(Ejercicios por resolver):
(a) En el texto sobre las esperas en la atención sanitaria, ¿cuántas veces afirma haber llamado al centro de salud la frase citada al principio?
(b) De acuerdo con el texto sobre las esperas en la atención sanitaria, ¿por qué queremos que nos atiendan si tenemos fiebre, una infección o un dolor inexplicable? Responde en una a tres oraciones.

La frase suele ir acompañada de un tono indignado, molesto, que asume un agravio deliberado: “He llamado siete veces al centro de salud y no me cogen el teléfono”.

Cabezas que asienten comprensivas, réplicas que añaden leña al fuego, exabruptos indignados. Hay miles de variantes que comparten un sentir similar, una frustración manifiesta: la cita que dan para dentro de tres meses (¡escandalosa!), la cola de espera para ser atendido (¡inaceptable!), el retraso sobre la hora prevista (¡incomprensible!). Casi nadie escapa a una experiencia similar. Sí, estas son situaciones reales que ocurren todos los días. Si tenemos fiebre, o una infección, o si nos sorprende un dolor de origen inexplicable, queremos que nos atiendan. Nada hay más lógico. Tenemos miedo y necesidad de saber. De sanar.

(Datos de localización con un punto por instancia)
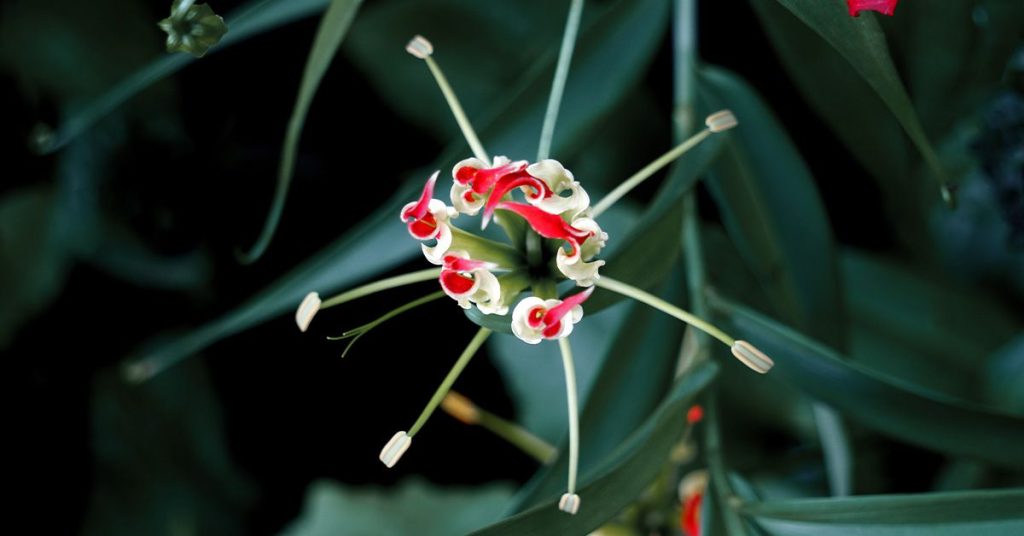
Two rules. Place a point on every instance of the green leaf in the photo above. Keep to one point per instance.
(855, 113)
(861, 42)
(255, 17)
(889, 405)
(978, 41)
(923, 327)
(331, 32)
(635, 372)
(773, 212)
(162, 460)
(969, 513)
(354, 257)
(623, 476)
(414, 506)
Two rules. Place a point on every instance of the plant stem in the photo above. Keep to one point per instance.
(561, 74)
(453, 374)
(458, 112)
(384, 284)
(663, 305)
(570, 395)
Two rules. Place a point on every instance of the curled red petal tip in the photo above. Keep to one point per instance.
(555, 314)
(421, 208)
(545, 223)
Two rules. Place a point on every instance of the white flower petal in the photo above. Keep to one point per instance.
(470, 208)
(520, 327)
(435, 253)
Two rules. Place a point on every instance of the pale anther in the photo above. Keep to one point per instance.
(721, 121)
(752, 357)
(307, 310)
(569, 503)
(420, 47)
(392, 452)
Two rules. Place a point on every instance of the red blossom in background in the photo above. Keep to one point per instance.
(882, 6)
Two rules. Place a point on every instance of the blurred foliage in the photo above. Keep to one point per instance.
(895, 322)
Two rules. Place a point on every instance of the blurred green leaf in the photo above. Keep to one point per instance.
(635, 372)
(162, 461)
(34, 258)
(860, 41)
(623, 476)
(889, 405)
(773, 212)
(855, 113)
(923, 327)
(414, 506)
(969, 513)
(360, 253)
(950, 82)
(257, 16)
(331, 32)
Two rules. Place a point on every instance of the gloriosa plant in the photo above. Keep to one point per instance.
(660, 457)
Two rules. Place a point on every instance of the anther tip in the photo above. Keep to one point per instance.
(752, 357)
(721, 121)
(420, 47)
(307, 310)
(569, 503)
(392, 452)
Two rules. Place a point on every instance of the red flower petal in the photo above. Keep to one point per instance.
(555, 314)
(690, 520)
(882, 6)
(421, 208)
(507, 183)
(456, 283)
(546, 224)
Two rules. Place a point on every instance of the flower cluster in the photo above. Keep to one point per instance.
(553, 237)
(554, 206)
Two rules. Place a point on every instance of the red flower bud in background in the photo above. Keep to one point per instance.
(882, 6)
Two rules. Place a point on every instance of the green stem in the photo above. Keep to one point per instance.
(570, 395)
(384, 284)
(663, 305)
(627, 186)
(453, 374)
(354, 334)
(561, 74)
(517, 436)
(458, 112)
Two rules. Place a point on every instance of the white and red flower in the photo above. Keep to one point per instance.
(469, 281)
(428, 219)
(535, 320)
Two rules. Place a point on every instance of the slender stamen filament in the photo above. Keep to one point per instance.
(663, 305)
(627, 186)
(463, 409)
(570, 394)
(384, 284)
(570, 501)
(421, 48)
(453, 374)
(354, 334)
(558, 84)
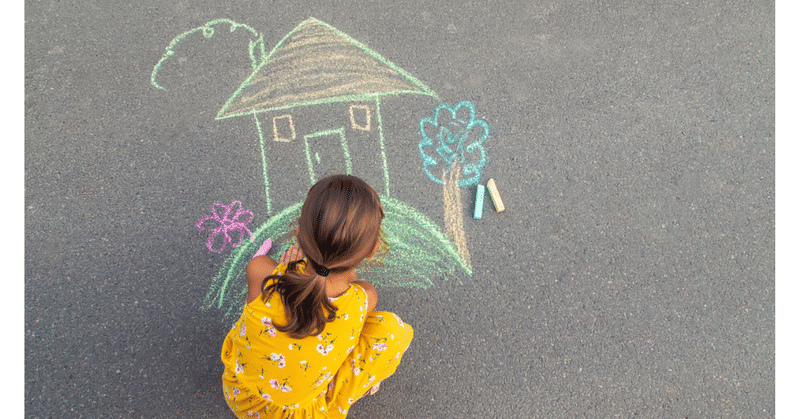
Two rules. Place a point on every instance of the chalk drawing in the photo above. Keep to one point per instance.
(458, 150)
(459, 138)
(224, 221)
(256, 48)
(316, 64)
(366, 126)
(312, 172)
(420, 252)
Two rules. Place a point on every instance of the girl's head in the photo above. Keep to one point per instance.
(339, 226)
(340, 223)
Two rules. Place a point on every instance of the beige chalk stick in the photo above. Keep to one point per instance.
(498, 203)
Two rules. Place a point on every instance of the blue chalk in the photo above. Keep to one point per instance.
(479, 203)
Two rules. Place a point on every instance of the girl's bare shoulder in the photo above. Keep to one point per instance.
(372, 295)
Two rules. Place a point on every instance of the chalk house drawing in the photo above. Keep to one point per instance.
(316, 64)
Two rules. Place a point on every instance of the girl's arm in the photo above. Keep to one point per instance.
(259, 268)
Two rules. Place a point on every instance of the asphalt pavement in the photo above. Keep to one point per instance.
(632, 142)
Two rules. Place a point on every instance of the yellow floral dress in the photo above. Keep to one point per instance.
(271, 375)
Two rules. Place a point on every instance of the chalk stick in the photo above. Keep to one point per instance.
(479, 203)
(498, 203)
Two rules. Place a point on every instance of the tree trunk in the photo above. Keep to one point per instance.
(454, 213)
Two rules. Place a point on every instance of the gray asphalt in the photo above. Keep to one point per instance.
(631, 275)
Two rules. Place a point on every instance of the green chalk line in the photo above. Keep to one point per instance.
(421, 252)
(256, 48)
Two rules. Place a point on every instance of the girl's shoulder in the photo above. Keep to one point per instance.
(257, 270)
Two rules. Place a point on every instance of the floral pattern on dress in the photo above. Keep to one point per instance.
(267, 372)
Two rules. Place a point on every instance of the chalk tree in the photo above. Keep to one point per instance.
(453, 156)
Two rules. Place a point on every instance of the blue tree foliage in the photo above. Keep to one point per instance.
(453, 137)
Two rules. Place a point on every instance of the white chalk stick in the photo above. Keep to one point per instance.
(498, 203)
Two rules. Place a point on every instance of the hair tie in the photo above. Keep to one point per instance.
(322, 271)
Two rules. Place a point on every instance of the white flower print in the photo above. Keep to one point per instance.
(267, 322)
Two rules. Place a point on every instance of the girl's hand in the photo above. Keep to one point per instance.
(291, 254)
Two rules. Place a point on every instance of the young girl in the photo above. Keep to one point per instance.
(308, 343)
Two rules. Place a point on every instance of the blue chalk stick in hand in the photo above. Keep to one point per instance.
(479, 203)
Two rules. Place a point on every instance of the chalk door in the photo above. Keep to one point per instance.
(327, 154)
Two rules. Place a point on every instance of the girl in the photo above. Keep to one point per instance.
(308, 343)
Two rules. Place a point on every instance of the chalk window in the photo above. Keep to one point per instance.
(360, 117)
(283, 128)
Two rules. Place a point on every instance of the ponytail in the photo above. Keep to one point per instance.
(339, 226)
(305, 302)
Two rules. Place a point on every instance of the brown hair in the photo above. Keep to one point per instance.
(339, 226)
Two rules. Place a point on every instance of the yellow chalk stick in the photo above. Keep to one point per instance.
(498, 203)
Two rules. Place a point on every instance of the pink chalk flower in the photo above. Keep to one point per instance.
(226, 221)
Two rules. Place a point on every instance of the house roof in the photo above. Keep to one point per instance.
(316, 63)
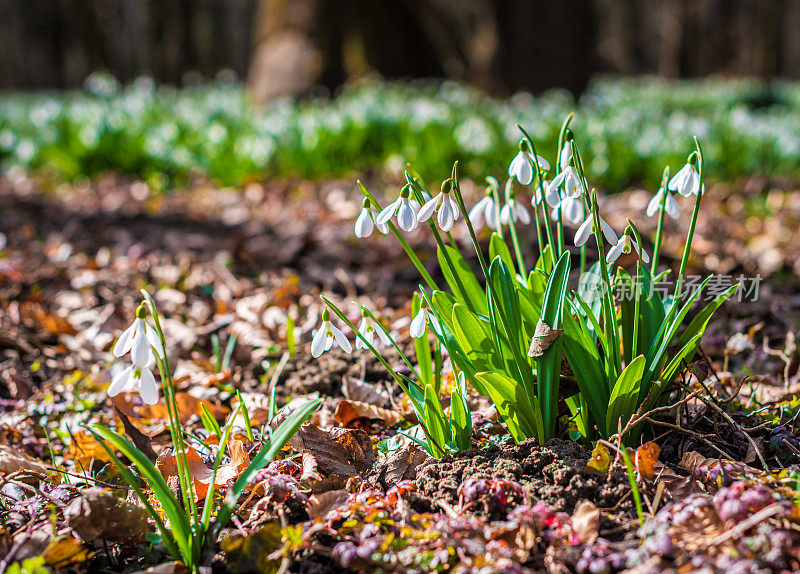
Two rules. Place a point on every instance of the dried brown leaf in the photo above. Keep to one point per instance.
(543, 337)
(349, 411)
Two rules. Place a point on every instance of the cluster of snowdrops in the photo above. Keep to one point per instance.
(503, 332)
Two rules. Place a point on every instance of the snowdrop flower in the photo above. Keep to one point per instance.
(566, 155)
(570, 180)
(551, 195)
(572, 211)
(624, 245)
(587, 228)
(138, 378)
(687, 180)
(513, 210)
(417, 327)
(444, 204)
(671, 205)
(140, 339)
(402, 207)
(368, 329)
(326, 335)
(366, 221)
(521, 166)
(484, 212)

(Resultados en orden):
(a) Siete veces.

(b) Porque tenemos miedo y necesidad de saber y de sanar. El texto considera que nada hay más lógico.